Your goal >>
According to the forum thread below, which databases should the updated V5 vocabulary file be easier to load into?

Text excerpt >>
== == ==

I’ve been working on an update to the V5 vocabulary generation script and associated loading copy/bulk insert/CTL files which should create a file that can be more easily loaded into Oracle, Postgres and SQL Server.

I am sending Christian the new script and I will ask him to run it to generate a new V5 vocab file. I also plan to add the loading files (including postgres copy statements) to github later today.

I’ll post back to this thread with the locations of the github files after they are added.

It would be great to get your feedback on the new V5 vocab file and load scripts once they are available and you have a chance to try them out.

1 Like

Fantastic! I’m new to Postgres so this has been a bit if a challenge. I’mm happy to provide feedback.

Bill

I would be more than happy to test out the new load scripts for testing purposes also.

Kind Regards,
Chris

@lee_evans

Did you get an opportunity to add the loading files to Github?

== == ==

Dataset content >>

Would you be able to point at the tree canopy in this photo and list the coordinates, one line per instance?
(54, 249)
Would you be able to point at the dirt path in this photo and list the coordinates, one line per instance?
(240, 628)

== == ==

The response >>
Oracle, Postgres and SQL Server.